» ИСХОДНЫЙ ТЕКСТ:
++++

Грязнов Михаил Петрович / Научная деятельность
Материал из Археология Алтая.
Методологические и методические принципы научной деятельности М.П. Грязнова сформировались, с одной стороны, на основе наследия русской археологической, палеоантропологической, этнографической мысли XIX – начала XX вв., а с другой – под влиянием марксистского материалистического понимания истории (Матющенко В.И., Швыдкая Н.П., 1990, с. 77–89).
Надо отметить, что в 1920–1930-е гг. широкое распространение в отечественной науке получил стадиальный подход к изучению древних обществ, одним из разработчиков которого был академик Н.Я. Марр (Цыб С.В., 1988; Бабушкин А.П., Колмаков В.Б., Писаревский Н.П., 1994). Первоначально теория стадиальности была выработана исследователем в рамках языкознания. Отводя языку роль надстройки общества, считалось, что смена «видов» производства, вызывая перемены в общественном строе, отображается в коллективном мышлении и соответственно в языковой структуре. Это, в свою очередь, позволяло заключить, что каждой социально-экономической формации соответствует специфичный языковой строй. Немного позднее, Н.Я. Марр попытался соотнести «лингвистические стадии» с данными по истории материальной культуры. Однако эта попытка оказалась неудачной, поскольку по оценкам некоторых ученых, она «определялась непониманием диалектической взаимосвязи между базисом и надстройкой, а также переоценкой идеологической роли языка в развитии общества» (Бабушкин А.П., Колмаков В.Б., Писаревский Н.П., 1994, с. 34–35). Постепенно Н.Я. Марр и его единомышленники, в частности И.И. Мещанинов (1932), В.В. Гольмстен (1933) и некоторые другие, распространили положения теории стадиальности на изучение истории. Они исходили из представления, что процесс развития культуры обладает единством для всех районов Старого Света на начальных этапах становления человечества. Существующие различия в формах развития культуры выводились исследователями из неодинаковых условий и несходного характера их проявления, обусловливающих известную вариабельность в общем ходе развития. Изучение процесса видоизменения форм в их переходах из стадии в стадию предлагалось осуществлять в рамках особого палеонтологического или генетического подхода. Основное содержание такого подхода заключалось в объяснении сущности этого процесса с учетом всех его движущих сил (Бабушкин А.П., Колмаков В.Б., Писаревский Н.П., 1994, с. 36). Возможности рассмотрения истории древних обществ в рамках палеонтологического (генетического) подхода были в определенной степени продемонстрированы И.И. Мещаниновым (1932) и В.В. Гольмстен (1933) при характеристике кочевых обществ Евразии скифской эпохи, в том числе и «пазырыкцев» Горного Алтая.

++++

» ЧТО СДЕЛАТЬ: Продолжите текст о научной деятельности М. П. Грязнова сразу после его последнего предложения.

Фрагменты набора данных для разметки точками:
++++

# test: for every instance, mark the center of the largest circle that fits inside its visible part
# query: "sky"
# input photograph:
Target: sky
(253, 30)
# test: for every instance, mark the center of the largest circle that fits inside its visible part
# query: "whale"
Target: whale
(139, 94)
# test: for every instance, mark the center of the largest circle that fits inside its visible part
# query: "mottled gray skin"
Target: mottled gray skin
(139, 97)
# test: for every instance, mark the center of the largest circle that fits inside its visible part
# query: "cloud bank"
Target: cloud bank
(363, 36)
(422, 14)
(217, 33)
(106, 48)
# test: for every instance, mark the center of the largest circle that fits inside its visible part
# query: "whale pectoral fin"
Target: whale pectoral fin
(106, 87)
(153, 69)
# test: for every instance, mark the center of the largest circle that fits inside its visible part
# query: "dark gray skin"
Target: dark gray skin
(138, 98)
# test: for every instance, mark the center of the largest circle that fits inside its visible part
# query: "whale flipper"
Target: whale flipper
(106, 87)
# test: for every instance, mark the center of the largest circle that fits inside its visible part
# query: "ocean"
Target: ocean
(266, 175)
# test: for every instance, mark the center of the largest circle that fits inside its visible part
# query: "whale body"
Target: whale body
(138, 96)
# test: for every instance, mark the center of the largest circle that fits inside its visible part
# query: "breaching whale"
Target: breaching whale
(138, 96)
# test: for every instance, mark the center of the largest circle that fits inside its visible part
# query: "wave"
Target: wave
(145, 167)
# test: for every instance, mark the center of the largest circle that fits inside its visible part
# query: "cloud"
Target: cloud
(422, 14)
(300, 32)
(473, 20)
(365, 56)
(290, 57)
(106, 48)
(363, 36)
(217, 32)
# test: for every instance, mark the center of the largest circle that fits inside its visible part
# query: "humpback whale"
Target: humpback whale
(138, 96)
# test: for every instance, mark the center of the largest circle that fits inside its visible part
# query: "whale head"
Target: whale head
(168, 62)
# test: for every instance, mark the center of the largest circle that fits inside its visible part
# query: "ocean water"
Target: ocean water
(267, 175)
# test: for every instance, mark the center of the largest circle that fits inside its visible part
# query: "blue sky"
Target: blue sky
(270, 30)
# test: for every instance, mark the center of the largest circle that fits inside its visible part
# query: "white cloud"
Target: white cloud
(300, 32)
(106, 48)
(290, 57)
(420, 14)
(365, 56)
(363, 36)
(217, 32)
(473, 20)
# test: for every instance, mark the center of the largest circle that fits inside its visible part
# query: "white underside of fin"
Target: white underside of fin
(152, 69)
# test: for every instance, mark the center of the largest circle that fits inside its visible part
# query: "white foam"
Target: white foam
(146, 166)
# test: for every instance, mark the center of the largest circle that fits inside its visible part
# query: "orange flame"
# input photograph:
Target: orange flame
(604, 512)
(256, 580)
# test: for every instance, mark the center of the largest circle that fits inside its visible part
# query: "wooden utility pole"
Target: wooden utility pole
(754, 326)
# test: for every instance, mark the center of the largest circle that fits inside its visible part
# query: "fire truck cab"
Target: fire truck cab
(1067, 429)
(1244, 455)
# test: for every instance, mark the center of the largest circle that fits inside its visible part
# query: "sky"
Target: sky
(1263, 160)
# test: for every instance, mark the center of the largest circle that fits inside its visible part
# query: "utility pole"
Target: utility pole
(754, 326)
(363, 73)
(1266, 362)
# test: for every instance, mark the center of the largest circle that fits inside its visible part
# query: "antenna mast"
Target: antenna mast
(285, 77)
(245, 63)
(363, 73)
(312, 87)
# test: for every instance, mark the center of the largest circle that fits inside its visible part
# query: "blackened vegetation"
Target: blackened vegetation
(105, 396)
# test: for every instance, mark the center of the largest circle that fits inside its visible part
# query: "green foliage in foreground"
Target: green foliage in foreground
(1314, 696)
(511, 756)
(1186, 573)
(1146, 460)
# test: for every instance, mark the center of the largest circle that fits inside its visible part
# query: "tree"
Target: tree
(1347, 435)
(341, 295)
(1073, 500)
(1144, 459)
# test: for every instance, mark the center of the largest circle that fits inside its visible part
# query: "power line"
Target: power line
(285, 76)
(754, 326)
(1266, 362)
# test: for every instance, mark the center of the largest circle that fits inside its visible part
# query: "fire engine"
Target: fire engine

++++

» РЕЗУЛЬТАТ ВЫПОЛНЕНИЯ:
Влияние теории стадиальности Н.Я. Марра и его соратников достаточно четко прослеживается в концепции «ранних кочевников» М.П. Грязнова (1939), в рамках которой археолог выделял три этапа (стадии). Кроме того, М.П. Грязнов полностью воспринял реконструкцию религиозно-мифологической и хозяйственной роли лошади у номадов Горного Алтая, предложенную Н.Я. Марром и И.И. Мещаниновым (1932, с. 10–11) (Грязнов М.П., 1950, с. 84–85).
Не меньшее значение для научной деятельности М.П. Грязнова имели эволюционно-этнологические разработки его учителя С.А. Теплоухова (Китова Л.Ю., 1994; Бобров В.В., 1994). В своих культурно-исторических интерпретациях М.П. Грязнов исходил из вывода С.А. Теплоухова о том, что одна археологическая культура сменяется другой – более развитой. При этом исследователь не абсолютизировал эволюционное развитие, а придавал серьезное внимание роли этнокультурных контактов и миграций в этом процессе (Китова Л.Ю., 1994, с. 66).
Указанная теоретическая база легла в основу изучения одной из центральных тем в творчестве М.П. Грязнова, посвященной культуре кочевников Горного Алтая скифской эпохи. Наиболее заметный вклад в это был сделан в конце 1920-х – 1950-е гг., то есть в период наибольшего интереса к Алтаю.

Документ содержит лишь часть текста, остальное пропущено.